▶ EXERCISE GOAL: Copy all of the lines below word for word, changing nothing.

▶ RAW RECORDS:

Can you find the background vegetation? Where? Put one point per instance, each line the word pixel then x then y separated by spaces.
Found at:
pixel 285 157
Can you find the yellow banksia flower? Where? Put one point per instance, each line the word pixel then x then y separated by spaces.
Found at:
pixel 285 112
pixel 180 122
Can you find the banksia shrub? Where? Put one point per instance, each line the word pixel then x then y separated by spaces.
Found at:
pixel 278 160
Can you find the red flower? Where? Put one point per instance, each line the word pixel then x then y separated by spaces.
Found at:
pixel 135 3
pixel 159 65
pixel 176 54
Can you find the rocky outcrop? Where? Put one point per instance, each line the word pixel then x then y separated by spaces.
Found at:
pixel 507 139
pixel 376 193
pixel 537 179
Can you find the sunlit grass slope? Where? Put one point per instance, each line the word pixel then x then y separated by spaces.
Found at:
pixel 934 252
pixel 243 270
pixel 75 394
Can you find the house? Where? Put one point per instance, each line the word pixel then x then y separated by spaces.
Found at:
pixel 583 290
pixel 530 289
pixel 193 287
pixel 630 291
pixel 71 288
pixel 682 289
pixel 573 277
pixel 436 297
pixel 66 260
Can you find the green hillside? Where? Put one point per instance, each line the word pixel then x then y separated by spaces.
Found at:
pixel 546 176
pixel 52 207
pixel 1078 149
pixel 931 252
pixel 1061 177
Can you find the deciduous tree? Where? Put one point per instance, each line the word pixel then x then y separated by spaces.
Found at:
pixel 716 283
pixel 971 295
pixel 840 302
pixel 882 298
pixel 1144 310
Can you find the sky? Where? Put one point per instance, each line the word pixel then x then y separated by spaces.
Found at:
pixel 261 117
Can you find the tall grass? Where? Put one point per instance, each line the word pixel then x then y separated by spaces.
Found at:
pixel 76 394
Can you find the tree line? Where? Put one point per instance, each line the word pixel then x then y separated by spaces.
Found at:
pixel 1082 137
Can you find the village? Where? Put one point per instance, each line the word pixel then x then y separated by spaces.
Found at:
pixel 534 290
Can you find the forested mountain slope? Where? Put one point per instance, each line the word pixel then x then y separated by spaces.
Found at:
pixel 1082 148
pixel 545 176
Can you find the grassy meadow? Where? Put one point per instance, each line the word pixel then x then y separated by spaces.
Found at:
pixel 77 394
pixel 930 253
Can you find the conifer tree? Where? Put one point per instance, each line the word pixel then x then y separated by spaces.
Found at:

▶ COMPLETE RESPONSE:
Can you find the background vegetation? Where? Put one point per instance, each line the word pixel then x then y separated by spaces.
Found at:
pixel 285 157
Can you find the yellow banksia flower? Where? Put one point per instance, each line the word pixel then x then y separated by spaces.
Found at:
pixel 285 112
pixel 180 122
Can you find the banksia shrub? Where? Put one point per instance, each line the word pixel then x then y separated by spaces.
Found at:
pixel 278 160
Can you find the red flower? Where? Put one point per instance, each line the word pixel then x then y separated by spaces.
Found at:
pixel 135 3
pixel 159 65
pixel 176 54
Can you find the rocky outcrop? Where? Put one point per instance, each line the word pixel then x then y separated by spaces.
Found at:
pixel 507 139
pixel 376 193
pixel 537 179
Can you find the sunlit grass slope? Where? Put one point per instance, each line the word pixel then x then y separated by spaces.
Found at:
pixel 934 252
pixel 243 270
pixel 75 394
Can you find the house? Where? Put one point per instance, each line the word pixel then x then y separated by spaces.
Found at:
pixel 583 290
pixel 530 289
pixel 193 287
pixel 630 291
pixel 71 288
pixel 682 289
pixel 573 277
pixel 436 297
pixel 66 260
Can you find the green hillside? Where? Put one point per instance, each line the word pixel then x then y separated by spaces.
Found at:
pixel 546 176
pixel 52 207
pixel 1078 149
pixel 931 252
pixel 1061 177
Can you find the deciduous tree? Where? Put one point per instance, each line the word pixel then x then y separated by spaces.
Found at:
pixel 716 283
pixel 971 295
pixel 840 302
pixel 882 298
pixel 1144 310
Can you find the sky? Where? Put one point per instance, each line the word pixel then x then y separated by spaces.
Found at:
pixel 261 117
Can you find the tall grass? Where? Put one point per instance, each line the word pixel then x then y separated by spaces.
Found at:
pixel 76 394
Can you find the tree line? Where? Put one point per instance, each line the word pixel then x then y separated by spaces.
Found at:
pixel 1082 137
Can you find the village? Where? Put one point per instance, each line the word pixel then x then y separated by spaces.
Found at:
pixel 534 290
Can you find the forested mountain slope? Where? Put one point per instance, each line the word pixel then x then y separated by spaces.
Found at:
pixel 1082 148
pixel 545 176
Can you find the grassy meadow? Where? Put one point per instance, each line the word pixel then x then y separated by spaces.
Found at:
pixel 77 394
pixel 930 253
Can you find the conifer tree? Where? Put one point per instance, each line the word pixel then x then y separated by spaces.
Found at:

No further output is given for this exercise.